== Фрагмент текста ==

****************************************

Лев Троцкий. Революционер. 1879–1917
Шрифт:
Одна из глав книги была посвящена творчеству Б. А. Пильняка, которого в высших партийных кругах рассматривали чуть ли не как контрреволюционера [83] . Троцкий же приветствовал произведения писателя и заключал: «Талантлив Пильняк, но и трудности велики. Надо ему пожелать успеха» [84] . В связи с преследованием цензурой произведений Пильняка Троцкий 15 декабря 1923 г. обратился к Луначарскому с официальным письмом, где поставил риторический вопрос: «Что же творит наша милая, но слишком богомольная цензура?» [85]
83
Рассказ Пильняка «Иван-да-Марья» был запрещен к печатанию Главлитом (цензурой), дело дошло до Политбюро, которое подтвердило запрет (Из переписки А. В. Луначарского и П. И. Лебедева-Полянского // Dе Visu. 1993. № 10 (11). С. 19; Константинов С. Троцкий, Федор Сологуб и журнал «Крокодил»).
84
Троцкий Л. Литература и революция.
85
De Visu. 1993. № 10. С. 19.
Следует отметить, что даже к тем писателям, творчество которых было ему совершенно чуждо и в политическом и в культурном смысле, Троцкий не просто относился терпимо, но, в отличие от других высших большевистских функционеров, стремился им помочь. Характерно в этом плане его отношение к писателю Ф. К. Сологубу, с которым Троцкий был знаком с 1911 г., встречался с ним в Мюнхене. Гротескно-сатирический роман Сологуба «Мелкий бес» Троцкому очень не нравился. Тем не менее он несколько раз сочувственно откликался на просьбы писателя, находившегося в крайне бедственном положении. По просьбе Сологуба Троцкий просил пересмотреть решение ВЧК о запрете ему выезда за границу, содействовал предоставлению ему дачи, предпринимал меры для охраны его квартиры в Петрограде, даже ходатайствовал о льготном билете писателю из Костромы в Петроград [86] , наконец, сочувственно отнесся к идее В. П. Полонского [87] , руководившего литературно-издательским отделом Политуправления Красной армии, оказать Сологубу материальную помощь.
86
РГВА. Ф. 33987. Оп. 1. Ед. хр. 467. Л. 81, 175, 341, 343.
87
Полонский (настоящая фамилия Гусин) Вячеслав Павлович (1886–1932) — социал-демократ с 1905 г., меньшевик. С 1919 г. большевик. Литературный критик, редактор, журналист, историк. Автор работ о М. А. Бакунине. Редактор журналов «Печать и революция» (1921–1929) и «Новый мир» (1926–1931).

****************************************

== Фрагменты набора данных ==
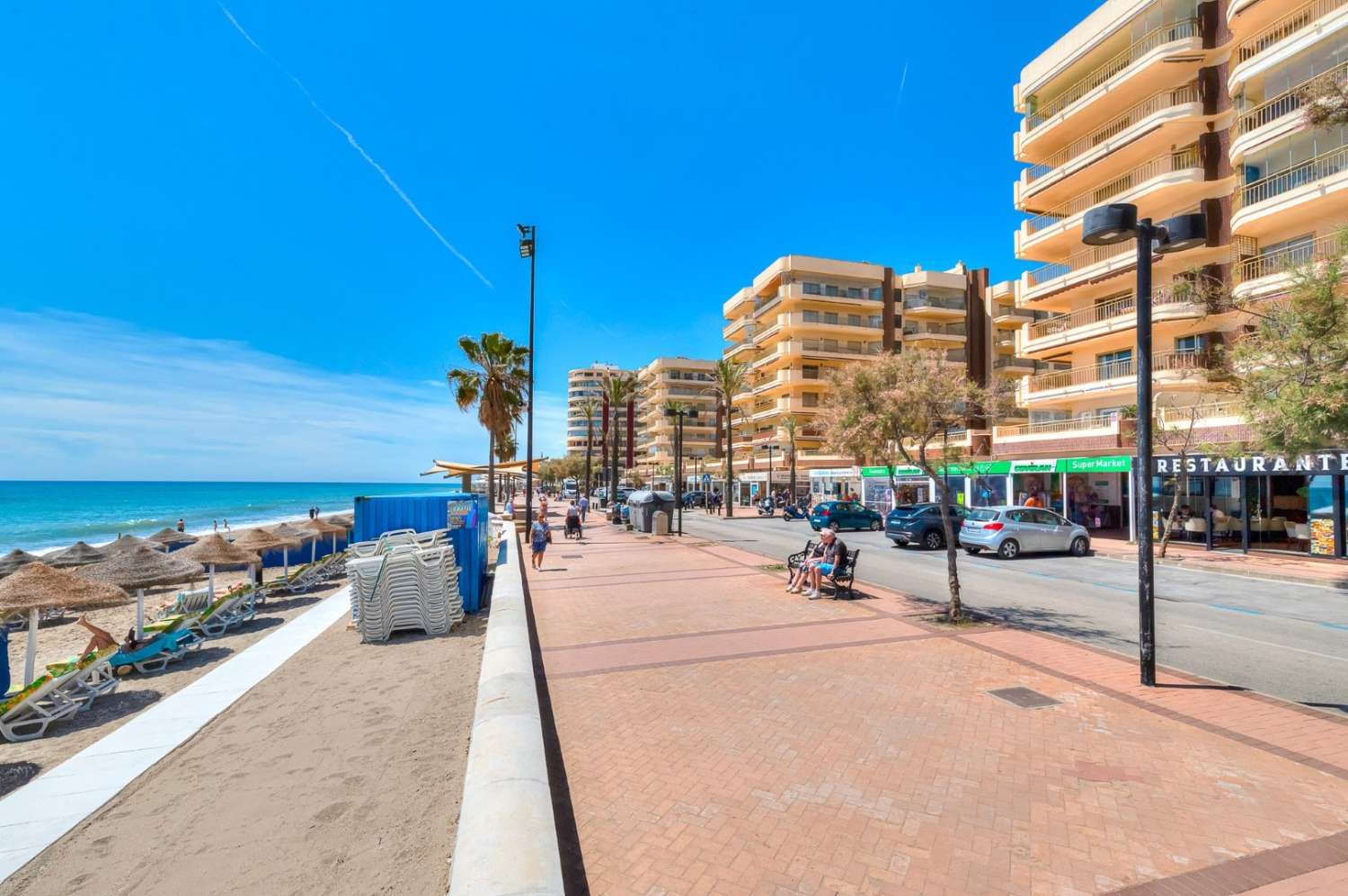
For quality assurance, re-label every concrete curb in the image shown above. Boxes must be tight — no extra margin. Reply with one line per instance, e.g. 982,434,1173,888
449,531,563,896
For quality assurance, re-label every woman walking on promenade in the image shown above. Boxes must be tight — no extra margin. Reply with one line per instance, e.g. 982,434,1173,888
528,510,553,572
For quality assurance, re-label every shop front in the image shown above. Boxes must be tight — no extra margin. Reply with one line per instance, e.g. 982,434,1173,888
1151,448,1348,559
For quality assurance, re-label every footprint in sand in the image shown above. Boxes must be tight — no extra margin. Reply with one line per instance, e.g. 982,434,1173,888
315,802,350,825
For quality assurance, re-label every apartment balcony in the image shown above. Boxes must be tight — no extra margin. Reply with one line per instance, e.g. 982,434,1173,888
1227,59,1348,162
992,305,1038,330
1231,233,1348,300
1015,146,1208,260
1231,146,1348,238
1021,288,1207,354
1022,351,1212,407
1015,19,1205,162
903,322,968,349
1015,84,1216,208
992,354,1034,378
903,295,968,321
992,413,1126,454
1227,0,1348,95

****************************************

== Список заданий ==
[A] Ответьте по отрывку о Троцком и писателях:
(i) Какой рассказ Пильняка Главлит запретил к печатанию?
(ii) Какой датой помечено официальное письмо Троцкого Луначарскому о цензуре?
(iii) В каком городе Троцкий встречался с Сологубом?
[B] Продолжите отрывок о Троцком и писателях после его последнего предложения.
Записи здесь никакой роли не играют.

== Ответы к заданиям ==
[A]
(i) «Иван-да-Марья».
(ii) 15 декабря 1923 г.
(iii) В Мюнхене.

[B]
По просьбе того же Полонского помощь была оказана также живописцу Б. М. Кустодиеву, который, хотя и придерживался в целом реалистической манеры, отдавал дань модернистским течениям, чего Троцкий не одобрял. В последние годы жизни Кустодиев был разбит параличом, находился в почти катастрофическом материальном положении. Узнав об этом, Троцкий распорядился оказать ему скорейшее материальное содействие. «Опыт с Кустодиевым показал, — писал Полонский Троцкому в июне 1924 г., — что из всех влиятельных товарищей Вы один приняли его дело близко к сердцу. Благодаря Вашему содействию удалось облегчить его положение» [88] .
88
РГВА. Ф. 33987. Оп. 2. Ед. хр. 195. Л. 52.
Еще раньше, в августе 1922 г., накануне отъезда за границу поэта Бориса Леонидовича Пастернака, который отбывал в Германию по официальному разрешению, Троцкий пригласил его к себе, дав получасовую аудиенцию, которая была больше похожа на допрос. Биограф Пастернака Д. Быков пишет: «Это был первый контакт Пастернака с партийным чиновником такого уровня. Накоротке с Троцким была Рейснер, с которой Пастернак был на «ты»; однако лично разговаривать с вождями ему доселе не случалось. Стратегию он с самого начала выбрал безупречную — разговаривал с вождем очень просто, отвечал, как всегда, туманно. Троцкий спросил, не планирует ли Пастернак остаться за границей. Пастернак горячо — и вполне искренне — заверил, что вне России себя не мыслит. Впрочем, утешил его Троцкий, скоро ведь революция шагнет и в Германию, и повсюду… А почему, спросил он, вы не откликаетесь на события текущего момента? Пастернак принялся объяснять, что «Сестра моя жизнь» и есть самый актуальный отклик, что об этом даже пишут — книга революционная, а ничего революционного в ее тематике нет; революция, говорил он, призвана дать прежде всего свободу индивидууму. Разве не так? Троцкий кивнул, в его концепцию это вписывалось. А если так, продолжал Пастернак, то лирика и есть наивысшее проявление индивидуальной свободы… расцвет личности… Троцкий благосклонно отпустил его» [89] .
89
Быков Д. Борис Пастернак. М.: Молодая гвардия, 2010. С. 193–194.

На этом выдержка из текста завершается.